● **RECORDS PROVIDED**
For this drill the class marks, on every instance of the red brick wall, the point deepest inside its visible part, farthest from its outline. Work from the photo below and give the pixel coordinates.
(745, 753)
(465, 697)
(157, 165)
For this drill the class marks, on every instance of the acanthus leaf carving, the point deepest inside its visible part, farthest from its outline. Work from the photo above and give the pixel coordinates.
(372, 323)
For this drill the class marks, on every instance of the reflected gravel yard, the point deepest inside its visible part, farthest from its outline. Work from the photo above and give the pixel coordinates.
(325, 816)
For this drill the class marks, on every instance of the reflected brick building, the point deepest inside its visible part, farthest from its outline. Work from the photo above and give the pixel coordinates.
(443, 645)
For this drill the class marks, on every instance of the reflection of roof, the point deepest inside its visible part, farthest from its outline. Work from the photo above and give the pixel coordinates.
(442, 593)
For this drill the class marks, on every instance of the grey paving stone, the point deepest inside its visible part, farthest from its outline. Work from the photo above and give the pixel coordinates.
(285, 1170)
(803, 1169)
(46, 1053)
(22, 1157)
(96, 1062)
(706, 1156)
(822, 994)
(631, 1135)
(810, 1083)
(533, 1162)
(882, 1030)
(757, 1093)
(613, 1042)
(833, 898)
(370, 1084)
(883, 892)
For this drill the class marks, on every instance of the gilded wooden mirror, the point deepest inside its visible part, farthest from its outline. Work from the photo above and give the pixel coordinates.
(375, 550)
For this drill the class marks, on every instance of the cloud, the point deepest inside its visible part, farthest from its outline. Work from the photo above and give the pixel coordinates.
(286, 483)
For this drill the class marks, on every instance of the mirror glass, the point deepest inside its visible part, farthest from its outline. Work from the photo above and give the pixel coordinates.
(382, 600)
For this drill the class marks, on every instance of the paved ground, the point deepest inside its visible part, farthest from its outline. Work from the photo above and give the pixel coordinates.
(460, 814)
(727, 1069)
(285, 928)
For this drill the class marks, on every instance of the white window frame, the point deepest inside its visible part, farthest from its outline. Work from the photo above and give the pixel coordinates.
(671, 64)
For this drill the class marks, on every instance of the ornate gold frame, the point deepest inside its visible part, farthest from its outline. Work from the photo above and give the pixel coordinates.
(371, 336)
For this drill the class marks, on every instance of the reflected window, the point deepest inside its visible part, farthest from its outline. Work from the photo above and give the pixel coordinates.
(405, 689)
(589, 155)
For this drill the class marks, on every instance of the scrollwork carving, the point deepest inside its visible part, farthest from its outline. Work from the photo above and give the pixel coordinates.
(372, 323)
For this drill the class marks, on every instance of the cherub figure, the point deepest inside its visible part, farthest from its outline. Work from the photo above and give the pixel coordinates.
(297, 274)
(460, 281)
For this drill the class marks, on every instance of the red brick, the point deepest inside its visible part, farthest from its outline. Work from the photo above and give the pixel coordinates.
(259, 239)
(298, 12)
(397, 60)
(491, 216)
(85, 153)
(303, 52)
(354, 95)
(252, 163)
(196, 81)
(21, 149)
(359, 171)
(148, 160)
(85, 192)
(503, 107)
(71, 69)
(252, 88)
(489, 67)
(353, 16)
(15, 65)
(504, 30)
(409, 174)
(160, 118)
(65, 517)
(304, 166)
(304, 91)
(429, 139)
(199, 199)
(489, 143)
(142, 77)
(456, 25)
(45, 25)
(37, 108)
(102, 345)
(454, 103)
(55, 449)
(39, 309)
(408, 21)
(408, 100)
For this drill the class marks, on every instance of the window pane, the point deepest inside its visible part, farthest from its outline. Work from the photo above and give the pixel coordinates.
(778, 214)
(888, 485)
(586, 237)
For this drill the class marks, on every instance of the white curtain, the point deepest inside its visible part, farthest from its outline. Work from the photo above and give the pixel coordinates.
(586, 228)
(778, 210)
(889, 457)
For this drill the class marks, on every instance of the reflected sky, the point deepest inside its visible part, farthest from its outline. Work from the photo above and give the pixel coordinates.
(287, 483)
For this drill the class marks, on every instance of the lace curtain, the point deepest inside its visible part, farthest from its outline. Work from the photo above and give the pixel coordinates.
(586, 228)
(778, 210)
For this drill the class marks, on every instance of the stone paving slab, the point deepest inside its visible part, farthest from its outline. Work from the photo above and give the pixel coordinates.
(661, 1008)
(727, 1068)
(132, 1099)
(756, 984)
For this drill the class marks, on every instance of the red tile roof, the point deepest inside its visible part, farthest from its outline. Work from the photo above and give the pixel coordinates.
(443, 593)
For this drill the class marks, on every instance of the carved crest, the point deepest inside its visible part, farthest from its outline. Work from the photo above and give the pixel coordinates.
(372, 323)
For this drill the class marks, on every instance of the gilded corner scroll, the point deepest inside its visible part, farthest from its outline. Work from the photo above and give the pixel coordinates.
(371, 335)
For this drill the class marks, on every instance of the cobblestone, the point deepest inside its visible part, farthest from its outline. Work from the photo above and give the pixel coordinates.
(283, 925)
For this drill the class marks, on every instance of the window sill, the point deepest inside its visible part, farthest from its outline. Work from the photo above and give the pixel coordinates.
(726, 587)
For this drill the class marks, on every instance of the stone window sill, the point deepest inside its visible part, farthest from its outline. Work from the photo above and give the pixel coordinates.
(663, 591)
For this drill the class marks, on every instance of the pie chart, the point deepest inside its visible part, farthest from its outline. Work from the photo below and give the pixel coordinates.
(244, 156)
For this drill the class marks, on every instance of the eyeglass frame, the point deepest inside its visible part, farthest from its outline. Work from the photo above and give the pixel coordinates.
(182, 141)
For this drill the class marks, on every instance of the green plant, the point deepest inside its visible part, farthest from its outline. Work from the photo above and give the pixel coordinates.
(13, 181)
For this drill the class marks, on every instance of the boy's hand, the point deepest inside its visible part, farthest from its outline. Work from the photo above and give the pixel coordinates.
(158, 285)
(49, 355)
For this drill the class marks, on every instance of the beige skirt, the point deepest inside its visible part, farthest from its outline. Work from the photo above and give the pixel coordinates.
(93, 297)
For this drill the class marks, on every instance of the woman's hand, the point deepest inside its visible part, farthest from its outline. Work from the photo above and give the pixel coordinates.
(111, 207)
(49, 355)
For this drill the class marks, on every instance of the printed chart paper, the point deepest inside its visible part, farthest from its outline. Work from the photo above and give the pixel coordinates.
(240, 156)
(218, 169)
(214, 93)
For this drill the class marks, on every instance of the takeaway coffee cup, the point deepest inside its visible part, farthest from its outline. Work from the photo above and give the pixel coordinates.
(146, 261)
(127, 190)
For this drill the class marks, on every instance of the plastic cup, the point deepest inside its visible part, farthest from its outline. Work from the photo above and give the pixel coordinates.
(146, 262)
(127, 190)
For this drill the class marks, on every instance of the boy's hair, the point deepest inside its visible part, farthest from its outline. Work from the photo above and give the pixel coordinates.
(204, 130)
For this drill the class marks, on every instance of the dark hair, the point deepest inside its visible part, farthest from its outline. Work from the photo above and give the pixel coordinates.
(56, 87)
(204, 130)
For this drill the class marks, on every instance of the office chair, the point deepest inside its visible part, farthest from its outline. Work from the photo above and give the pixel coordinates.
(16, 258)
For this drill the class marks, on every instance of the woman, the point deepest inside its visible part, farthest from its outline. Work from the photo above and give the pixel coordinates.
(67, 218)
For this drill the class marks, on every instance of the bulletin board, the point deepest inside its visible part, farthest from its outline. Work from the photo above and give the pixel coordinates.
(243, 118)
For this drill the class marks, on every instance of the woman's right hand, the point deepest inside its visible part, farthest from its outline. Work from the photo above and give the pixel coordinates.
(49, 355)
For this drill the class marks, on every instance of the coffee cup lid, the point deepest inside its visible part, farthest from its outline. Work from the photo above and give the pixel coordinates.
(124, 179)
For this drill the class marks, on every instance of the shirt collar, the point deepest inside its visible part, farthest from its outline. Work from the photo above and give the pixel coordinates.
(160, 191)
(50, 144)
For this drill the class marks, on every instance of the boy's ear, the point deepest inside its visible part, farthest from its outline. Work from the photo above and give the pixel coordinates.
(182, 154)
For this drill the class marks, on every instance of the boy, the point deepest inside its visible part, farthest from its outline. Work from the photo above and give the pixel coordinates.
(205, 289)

● **WHAT THE EXERCISE ASKS**
Reproduce verbatim the stretch of the records from the line containing "of the coffee" through the final line of the records, with both ends included.

● **ANSWER TO THIS TASK**
For this drill the class marks, on every instance of the coffee cup lid, the point deepest inside its visible part, farthest from its outline. Work from the photo above and give the pixel coordinates.
(124, 179)
For this drill the class marks, on every instance of the shirt collar, the point deepest inside its visible part, farthest from its outline. Work from the photo above and give the pixel coordinates.
(160, 191)
(50, 144)
For this drill the class marks, on every instance of the boy's ear, the point deepest inside its visible part, farthest from its outline. Work from the photo above and give the pixel coordinates.
(182, 154)
For this drill the class marks, on every instance of the boy, the point deepest inside its visible part, farthest from its outline. Work from the photo above and give the pixel coordinates.
(205, 289)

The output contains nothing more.